BACAAN YANG DISEDIAKAN:
---+---
Anomali Program MBG

Oleh: Gus Nas Jogja*

Program Makanan Bergizi (MBG) digagas sebagai sebuah terobosan mulia, sebuah manifesto kebangsaan untuk mengikis stunting dari akar tani dan menumbuhkan kemandirian ekonomi di desa. Dengan alokasi anggaran yang fantastis, program ini seolah menjadi jawaban atas banyak persoalan struktural di Indonesia. Namun, di tengah gemuruh pujian dan harapan, sebuah anomali menyakitkan mencuat: indikasi bahwa program mulia ini telah terseret ke dalam pusaran kepentingan pragmatis, mengkhianati prinsip keadilan sosial dan keadilan ekonomi yang seharusnya menjadi fondasinya.

Tulisan ini adalah sebuah analisis mendalam yang bertujuan untuk menelanjangi patologi program MBG. Kita akan menjawab pertanyaan krusial: “Siapa pemain dan siapa pengawas?” dan mengapa organisasi masyarakat yang memiliki kapasitas dan basis massa kuat justru tersisih. Pada akhirnya, kita akan menawarkan solusi struktural yang bertujuan untuk merekonstruksi akuntabilitas dan integritas program ini, sehingga visi mulianya dapat kembali ke jalan yang benar.

Dilema Konflik Kepentingan: Ketika Pengawas Menjadi Pemain

Literasi keadilan sosial mengajarkan bahwa sebuah sistem yang adil mensyaratkan pemisahan tegas antara pihak yang membuat kebijakan, pihak yang melaksanakan, dan pihak yang mengawasi. Ketika garis pemisah ini menjadi kabur, sebuah kegagalan struktural tidak terhindarkan. Disinyalir, banyak anggota DPR, TNI, dan Polri aktif terlibat dalam pengelolaan dapur MBG, baik secara langsung maupun melalui jaringan bisnis yang terkait. Hal ini memunculkan sebuah paradoks yang membingungkan: siapa yang menjadi pemain yang mengejar keuntungan, dan siapa yang menjadi pengawas yang bertanggung jawab atas anggaran negara?
---+---
Entri data tersimpan:

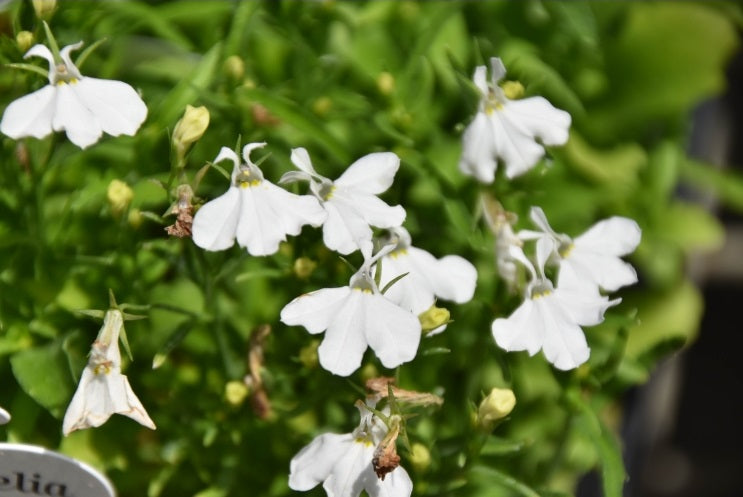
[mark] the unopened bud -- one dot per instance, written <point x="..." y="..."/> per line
<point x="235" y="392"/>
<point x="497" y="405"/>
<point x="385" y="83"/>
<point x="420" y="457"/>
<point x="303" y="267"/>
<point x="119" y="196"/>
<point x="234" y="67"/>
<point x="44" y="8"/>
<point x="24" y="40"/>
<point x="191" y="127"/>
<point x="513" y="90"/>
<point x="433" y="318"/>
<point x="308" y="354"/>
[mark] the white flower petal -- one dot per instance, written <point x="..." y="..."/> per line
<point x="30" y="115"/>
<point x="478" y="149"/>
<point x="614" y="236"/>
<point x="119" y="109"/>
<point x="372" y="173"/>
<point x="346" y="479"/>
<point x="315" y="462"/>
<point x="564" y="343"/>
<point x="540" y="119"/>
<point x="71" y="115"/>
<point x="392" y="332"/>
<point x="395" y="484"/>
<point x="215" y="223"/>
<point x="521" y="331"/>
<point x="344" y="344"/>
<point x="315" y="310"/>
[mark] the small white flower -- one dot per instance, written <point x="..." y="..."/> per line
<point x="253" y="210"/>
<point x="356" y="316"/>
<point x="592" y="258"/>
<point x="351" y="201"/>
<point x="84" y="107"/>
<point x="343" y="463"/>
<point x="103" y="390"/>
<point x="450" y="278"/>
<point x="508" y="129"/>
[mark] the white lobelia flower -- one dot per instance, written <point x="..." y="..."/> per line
<point x="351" y="201"/>
<point x="103" y="390"/>
<point x="450" y="278"/>
<point x="343" y="463"/>
<point x="82" y="106"/>
<point x="592" y="258"/>
<point x="356" y="316"/>
<point x="550" y="319"/>
<point x="508" y="129"/>
<point x="253" y="210"/>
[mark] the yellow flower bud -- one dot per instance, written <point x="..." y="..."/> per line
<point x="433" y="318"/>
<point x="420" y="457"/>
<point x="24" y="40"/>
<point x="191" y="127"/>
<point x="497" y="405"/>
<point x="234" y="67"/>
<point x="44" y="8"/>
<point x="119" y="196"/>
<point x="513" y="90"/>
<point x="235" y="392"/>
<point x="303" y="267"/>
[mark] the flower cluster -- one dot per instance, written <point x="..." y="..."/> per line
<point x="551" y="316"/>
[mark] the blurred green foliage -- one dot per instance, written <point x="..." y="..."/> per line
<point x="344" y="79"/>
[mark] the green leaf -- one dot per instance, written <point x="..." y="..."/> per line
<point x="44" y="374"/>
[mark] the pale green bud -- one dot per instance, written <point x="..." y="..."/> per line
<point x="119" y="196"/>
<point x="420" y="457"/>
<point x="44" y="8"/>
<point x="191" y="127"/>
<point x="497" y="405"/>
<point x="235" y="392"/>
<point x="24" y="40"/>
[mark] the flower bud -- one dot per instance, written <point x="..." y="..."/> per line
<point x="24" y="40"/>
<point x="119" y="196"/>
<point x="235" y="392"/>
<point x="497" y="405"/>
<point x="191" y="127"/>
<point x="44" y="8"/>
<point x="303" y="267"/>
<point x="420" y="457"/>
<point x="433" y="318"/>
<point x="513" y="90"/>
<point x="234" y="67"/>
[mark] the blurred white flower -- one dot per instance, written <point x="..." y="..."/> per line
<point x="550" y="319"/>
<point x="253" y="210"/>
<point x="103" y="390"/>
<point x="82" y="106"/>
<point x="343" y="463"/>
<point x="592" y="258"/>
<point x="351" y="201"/>
<point x="508" y="129"/>
<point x="450" y="278"/>
<point x="356" y="316"/>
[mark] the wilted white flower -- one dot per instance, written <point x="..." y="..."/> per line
<point x="450" y="278"/>
<point x="508" y="129"/>
<point x="592" y="258"/>
<point x="343" y="463"/>
<point x="82" y="106"/>
<point x="253" y="210"/>
<point x="550" y="319"/>
<point x="351" y="201"/>
<point x="103" y="390"/>
<point x="356" y="316"/>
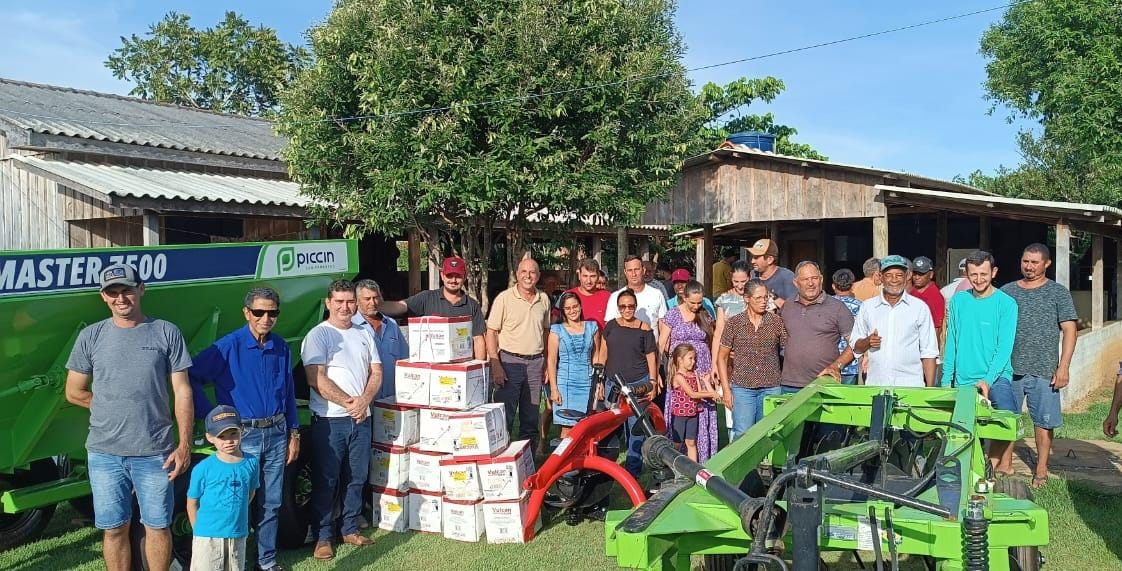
---+---
SOAL LATIHAN:
A. Dalam bacaan tentang program MBG, anggota lembaga mana saja yang disinyalir aktif terlibat dalam pengelolaan dapur MBG?
B. Teruskan bacaan tentang program MBG mulai dari kalimat sesudah kalimat terakhirnya.

JAWABAN AKHIR:
A. Anggota DPR, TNI, dan Polri.

B.
Konflik kepentingan ini adalah patologi pertama. Secara saintifik, sebuah penelitian korporat menunjukkan bahwa seorang individu yang memiliki dua peran yang berlawanan secara otomatis akan memprioritaskan kepentingan pribadi mereka di atas kepentingan publik. Seorang anggota DPR yang seharusnya bertugas mengawasi anggaran dan kinerja program, tidak dapat secara etis jujur dalam mengkritik sebuah proyek di mana ia menjadi salah satu pemain kuncinya. Hal ini secara sistematis meruntuhkan mekanisme pengawasan dan akuntabilitas, menciptakan sebuah lubang hitam di mana uang rakyat dapat hilang tanpa jejak.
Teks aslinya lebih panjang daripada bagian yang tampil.